It was nearly a year ago that a wave of cinematic nostalgia swept over Oscar voters in the form of two films that reminded Old Hollywood what they had been missing. The critical and red carpet success of The Artist and Hugo makes a film like Hitchcock not just possible, but palatable. And with legendary actor Anthony Hopkins inhabiting the legendary director with a passion and excellence we haven’t seen from him since his Hannibal Lecter days, he makes director Sacha Gervasi’s biopic a true holiday treat.
The legend surrounding Alfred Hitchcock is a difficult story to tell because it is many small stories over the course of a long career. Hitchcock’s canon is still one of the most prolific in the business—he worked over three decades as a director and made iconic films in genres ranging from horror to suspense to film noir. So, rather than telling the life story of the man those close to him affectionately called Hitch, the film instead focused on adapting a book by Stephen Rebello about the making of Psycho. The narrowed focus gives us the titular character at a crossroads—he’s considered the best there is, but his own demons (both personal and professional) are gnawing at him, and rather than repeating the successes of the past, he’s determined to strike out on his own and create something truly original.
That originality arrives in the form of Robert Bloch’s 1959 novel, Psycho, and once Hitchcock gets his hands on it, it’s full steam ahead. The engine powering Gervasi’s otherwise light film into heavier territory is Hopkins, whose performance is the centerpiece, and rightfully so. It is no mean feat to capture both the nuance of a deeply troubled man and the broad scope of a cinematic giant’s gravitas, all while making this generally unlikable antihero someone we can root for despite his subversion of everyone around him. But Hopkins not only pulls it off, he adds layers to someone who had seemed fully realized before. He is both a flawed genius and a perfect fool, able to craft masterful art while his private life crumbles. He takes great risks, and it is clear that both writer and director have great reverence for Hitchcock’s accomplishments, even if some of the finer points are more “based on” than “true story.” There is also their assertion that behind every great man there is a great woman, and Helen Mirren’s portrayal of wife Alma Reville is no mere plus one. If Hopkins is the brains of this venture, she is its heart.

TASKS AND EXERCISES:
1. Reproduce word for word the stretch of the review from "It was nearly" through "true holiday treat.".
2. Summarize the review in two sentences.
3. List every real person named in the review, leaving out fictional characters.
Base every answer on the review alone.

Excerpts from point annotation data
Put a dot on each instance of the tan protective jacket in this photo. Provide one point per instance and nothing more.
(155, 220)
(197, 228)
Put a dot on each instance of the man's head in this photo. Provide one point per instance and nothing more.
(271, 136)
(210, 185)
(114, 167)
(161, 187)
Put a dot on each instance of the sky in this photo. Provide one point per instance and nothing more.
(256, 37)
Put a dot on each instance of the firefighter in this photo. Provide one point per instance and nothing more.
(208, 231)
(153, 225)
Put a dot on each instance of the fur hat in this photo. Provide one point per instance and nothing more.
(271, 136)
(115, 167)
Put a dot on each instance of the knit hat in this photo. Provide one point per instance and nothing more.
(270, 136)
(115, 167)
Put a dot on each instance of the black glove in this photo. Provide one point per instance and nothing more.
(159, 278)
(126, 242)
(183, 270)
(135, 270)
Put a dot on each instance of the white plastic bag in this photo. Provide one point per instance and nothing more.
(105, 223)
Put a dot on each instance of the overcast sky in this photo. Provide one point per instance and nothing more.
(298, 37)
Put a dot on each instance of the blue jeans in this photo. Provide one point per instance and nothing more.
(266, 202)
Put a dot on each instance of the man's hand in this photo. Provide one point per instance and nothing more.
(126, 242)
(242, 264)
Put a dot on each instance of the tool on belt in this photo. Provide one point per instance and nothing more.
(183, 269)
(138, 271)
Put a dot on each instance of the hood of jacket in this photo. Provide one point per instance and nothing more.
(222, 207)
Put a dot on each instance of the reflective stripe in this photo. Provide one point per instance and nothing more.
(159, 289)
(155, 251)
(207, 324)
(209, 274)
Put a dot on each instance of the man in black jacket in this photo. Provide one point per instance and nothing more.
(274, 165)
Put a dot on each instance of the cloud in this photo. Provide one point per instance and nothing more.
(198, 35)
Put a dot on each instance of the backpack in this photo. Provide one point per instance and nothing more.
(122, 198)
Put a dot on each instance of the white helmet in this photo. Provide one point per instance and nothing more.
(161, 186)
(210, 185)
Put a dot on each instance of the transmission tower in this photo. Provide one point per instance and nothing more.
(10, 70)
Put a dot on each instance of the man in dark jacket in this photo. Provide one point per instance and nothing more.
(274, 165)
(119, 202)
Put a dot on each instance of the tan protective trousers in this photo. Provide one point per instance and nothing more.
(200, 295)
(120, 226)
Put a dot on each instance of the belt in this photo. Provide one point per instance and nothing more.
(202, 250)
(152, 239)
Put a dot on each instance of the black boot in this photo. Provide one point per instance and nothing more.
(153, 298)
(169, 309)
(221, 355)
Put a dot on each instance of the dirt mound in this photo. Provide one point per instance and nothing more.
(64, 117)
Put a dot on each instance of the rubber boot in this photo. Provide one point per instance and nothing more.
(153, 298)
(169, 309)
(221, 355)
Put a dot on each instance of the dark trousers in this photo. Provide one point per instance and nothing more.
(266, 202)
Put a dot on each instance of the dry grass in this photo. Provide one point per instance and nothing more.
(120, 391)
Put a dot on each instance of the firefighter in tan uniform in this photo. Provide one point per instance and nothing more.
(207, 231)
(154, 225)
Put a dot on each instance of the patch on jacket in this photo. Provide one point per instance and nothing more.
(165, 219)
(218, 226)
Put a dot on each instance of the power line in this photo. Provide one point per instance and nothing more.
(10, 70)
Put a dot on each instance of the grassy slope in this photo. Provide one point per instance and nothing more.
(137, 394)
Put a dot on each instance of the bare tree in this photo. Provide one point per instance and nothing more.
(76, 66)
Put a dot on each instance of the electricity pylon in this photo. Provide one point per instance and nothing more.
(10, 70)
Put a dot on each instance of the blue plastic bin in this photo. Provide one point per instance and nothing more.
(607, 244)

SOLUTIONS FOR EACH TASK:
1.
It was nearly a year ago that a wave of cinematic nostalgia swept over Oscar voters in the form of two films that reminded Old Hollywood what they had been missing. The critical and red carpet success of The Artist and Hugo makes a film like Hitchcock not just possible, but palatable. And with legendary actor Anthony Hopkins inhabiting the legendary director with a passion and excellence we haven’t seen from him since his Hannibal Lecter days, he makes director Sacha Gervasi’s biopic a true holiday treat.

2. The review praises Sacha Gervasi's film Hitchcock, which adapts Stephen Rebello's book about the making of Psycho instead of telling Alfred Hitchcock's whole life story. Anthony Hopkins's performance as Hitchcock is the centerpiece, portraying a flawed genius whose private life crumbles, while Helen Mirren as his wife Alma Reville is called the film's heart.

3.
Anthony Hopkins
Sacha Gervasi
Alfred Hitchcock
Stephen Rebello
Robert Bloch
Helen Mirren
Alma Reville